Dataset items

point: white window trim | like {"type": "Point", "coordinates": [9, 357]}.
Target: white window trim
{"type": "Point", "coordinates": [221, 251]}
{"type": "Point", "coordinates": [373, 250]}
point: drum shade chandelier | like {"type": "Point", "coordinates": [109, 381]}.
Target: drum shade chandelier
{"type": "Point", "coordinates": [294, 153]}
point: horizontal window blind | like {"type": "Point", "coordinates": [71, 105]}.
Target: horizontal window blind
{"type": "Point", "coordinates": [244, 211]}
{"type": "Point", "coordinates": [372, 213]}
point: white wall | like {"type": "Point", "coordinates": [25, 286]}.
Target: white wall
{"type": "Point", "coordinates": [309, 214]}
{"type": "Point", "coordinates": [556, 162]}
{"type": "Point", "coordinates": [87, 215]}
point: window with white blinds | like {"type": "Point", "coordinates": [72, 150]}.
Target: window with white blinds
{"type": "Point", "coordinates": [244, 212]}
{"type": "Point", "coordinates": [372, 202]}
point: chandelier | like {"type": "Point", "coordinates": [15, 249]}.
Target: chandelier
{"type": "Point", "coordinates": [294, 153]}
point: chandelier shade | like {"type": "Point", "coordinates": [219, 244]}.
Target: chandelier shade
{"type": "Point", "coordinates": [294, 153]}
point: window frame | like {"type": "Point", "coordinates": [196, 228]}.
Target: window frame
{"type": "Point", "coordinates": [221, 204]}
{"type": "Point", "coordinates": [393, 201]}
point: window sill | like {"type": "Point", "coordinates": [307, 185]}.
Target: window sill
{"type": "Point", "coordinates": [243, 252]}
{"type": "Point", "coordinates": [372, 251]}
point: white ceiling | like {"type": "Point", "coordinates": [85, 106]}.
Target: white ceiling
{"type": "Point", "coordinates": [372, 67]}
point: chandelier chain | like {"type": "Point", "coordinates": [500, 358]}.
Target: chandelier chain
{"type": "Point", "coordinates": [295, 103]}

==

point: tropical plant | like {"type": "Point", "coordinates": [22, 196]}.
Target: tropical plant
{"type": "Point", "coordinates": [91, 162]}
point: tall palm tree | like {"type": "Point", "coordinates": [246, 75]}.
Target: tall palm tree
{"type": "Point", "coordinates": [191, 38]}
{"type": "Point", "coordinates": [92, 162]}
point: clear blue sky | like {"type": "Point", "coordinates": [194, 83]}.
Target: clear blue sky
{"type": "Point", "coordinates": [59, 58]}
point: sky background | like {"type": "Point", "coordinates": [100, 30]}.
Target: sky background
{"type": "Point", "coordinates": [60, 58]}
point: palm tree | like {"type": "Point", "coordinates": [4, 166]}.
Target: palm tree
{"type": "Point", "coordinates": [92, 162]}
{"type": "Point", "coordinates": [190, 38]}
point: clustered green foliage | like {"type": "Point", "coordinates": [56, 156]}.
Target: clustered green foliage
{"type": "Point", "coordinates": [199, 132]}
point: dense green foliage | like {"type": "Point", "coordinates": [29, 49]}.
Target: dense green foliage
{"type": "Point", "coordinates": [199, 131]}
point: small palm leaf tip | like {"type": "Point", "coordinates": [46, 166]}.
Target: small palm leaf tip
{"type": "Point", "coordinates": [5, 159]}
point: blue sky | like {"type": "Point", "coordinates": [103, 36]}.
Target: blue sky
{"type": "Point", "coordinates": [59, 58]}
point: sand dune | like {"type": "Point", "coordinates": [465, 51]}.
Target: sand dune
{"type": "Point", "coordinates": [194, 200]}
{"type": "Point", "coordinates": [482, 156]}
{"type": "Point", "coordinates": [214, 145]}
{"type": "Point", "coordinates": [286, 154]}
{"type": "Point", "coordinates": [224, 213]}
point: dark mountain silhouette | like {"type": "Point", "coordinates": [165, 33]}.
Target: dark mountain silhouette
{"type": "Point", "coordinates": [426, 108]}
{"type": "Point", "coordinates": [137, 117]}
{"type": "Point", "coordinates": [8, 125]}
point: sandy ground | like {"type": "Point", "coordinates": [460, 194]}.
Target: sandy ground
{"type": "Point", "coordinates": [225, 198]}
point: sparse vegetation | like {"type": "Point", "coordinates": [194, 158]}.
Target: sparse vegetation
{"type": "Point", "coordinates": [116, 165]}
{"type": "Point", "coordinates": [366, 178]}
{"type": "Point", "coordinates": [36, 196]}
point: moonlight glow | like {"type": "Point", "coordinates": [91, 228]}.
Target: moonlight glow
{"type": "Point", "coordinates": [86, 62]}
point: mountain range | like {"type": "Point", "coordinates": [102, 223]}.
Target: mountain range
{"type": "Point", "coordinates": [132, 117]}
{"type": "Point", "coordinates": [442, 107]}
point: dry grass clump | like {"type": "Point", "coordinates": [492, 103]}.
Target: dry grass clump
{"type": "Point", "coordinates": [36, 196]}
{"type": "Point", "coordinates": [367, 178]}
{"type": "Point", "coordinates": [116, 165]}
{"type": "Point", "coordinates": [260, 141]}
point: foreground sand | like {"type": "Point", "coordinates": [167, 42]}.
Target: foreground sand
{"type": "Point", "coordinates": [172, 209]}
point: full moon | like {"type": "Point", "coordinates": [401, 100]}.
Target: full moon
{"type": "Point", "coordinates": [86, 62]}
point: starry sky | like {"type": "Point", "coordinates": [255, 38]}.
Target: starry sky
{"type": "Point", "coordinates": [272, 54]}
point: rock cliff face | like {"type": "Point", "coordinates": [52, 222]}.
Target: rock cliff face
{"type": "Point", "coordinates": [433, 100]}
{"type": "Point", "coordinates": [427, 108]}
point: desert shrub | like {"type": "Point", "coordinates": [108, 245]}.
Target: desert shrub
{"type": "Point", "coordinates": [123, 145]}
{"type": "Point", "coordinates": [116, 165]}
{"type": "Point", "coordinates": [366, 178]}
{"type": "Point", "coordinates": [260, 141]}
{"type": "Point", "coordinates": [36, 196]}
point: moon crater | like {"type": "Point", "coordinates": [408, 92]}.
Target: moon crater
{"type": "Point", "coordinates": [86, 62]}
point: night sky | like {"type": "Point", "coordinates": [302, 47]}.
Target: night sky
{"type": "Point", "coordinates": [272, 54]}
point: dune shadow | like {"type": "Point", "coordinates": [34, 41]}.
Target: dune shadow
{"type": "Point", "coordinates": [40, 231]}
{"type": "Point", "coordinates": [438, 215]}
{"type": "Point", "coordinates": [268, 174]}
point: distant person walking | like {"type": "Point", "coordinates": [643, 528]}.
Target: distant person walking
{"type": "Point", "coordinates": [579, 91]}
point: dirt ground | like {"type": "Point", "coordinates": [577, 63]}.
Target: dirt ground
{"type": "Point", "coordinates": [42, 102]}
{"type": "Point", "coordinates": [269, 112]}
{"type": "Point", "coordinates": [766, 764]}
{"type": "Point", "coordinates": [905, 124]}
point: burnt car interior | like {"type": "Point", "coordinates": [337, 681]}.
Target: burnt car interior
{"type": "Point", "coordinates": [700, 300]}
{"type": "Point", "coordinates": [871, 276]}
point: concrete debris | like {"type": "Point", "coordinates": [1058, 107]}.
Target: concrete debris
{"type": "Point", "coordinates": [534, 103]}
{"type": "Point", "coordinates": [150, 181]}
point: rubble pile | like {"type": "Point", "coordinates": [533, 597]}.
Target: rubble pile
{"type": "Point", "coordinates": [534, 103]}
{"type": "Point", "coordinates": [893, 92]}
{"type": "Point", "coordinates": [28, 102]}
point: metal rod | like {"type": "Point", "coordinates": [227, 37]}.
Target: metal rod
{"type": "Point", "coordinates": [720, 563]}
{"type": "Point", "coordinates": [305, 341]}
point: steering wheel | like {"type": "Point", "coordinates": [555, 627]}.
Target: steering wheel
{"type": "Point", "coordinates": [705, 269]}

EXERCISE
Find every line in the listing that contains the word "blue" and copy each one.

OUTPUT BELOW
point: clear blue sky | like {"type": "Point", "coordinates": [194, 83]}.
Target: clear blue sky
point: blue sky | like {"type": "Point", "coordinates": [103, 36]}.
Target: blue sky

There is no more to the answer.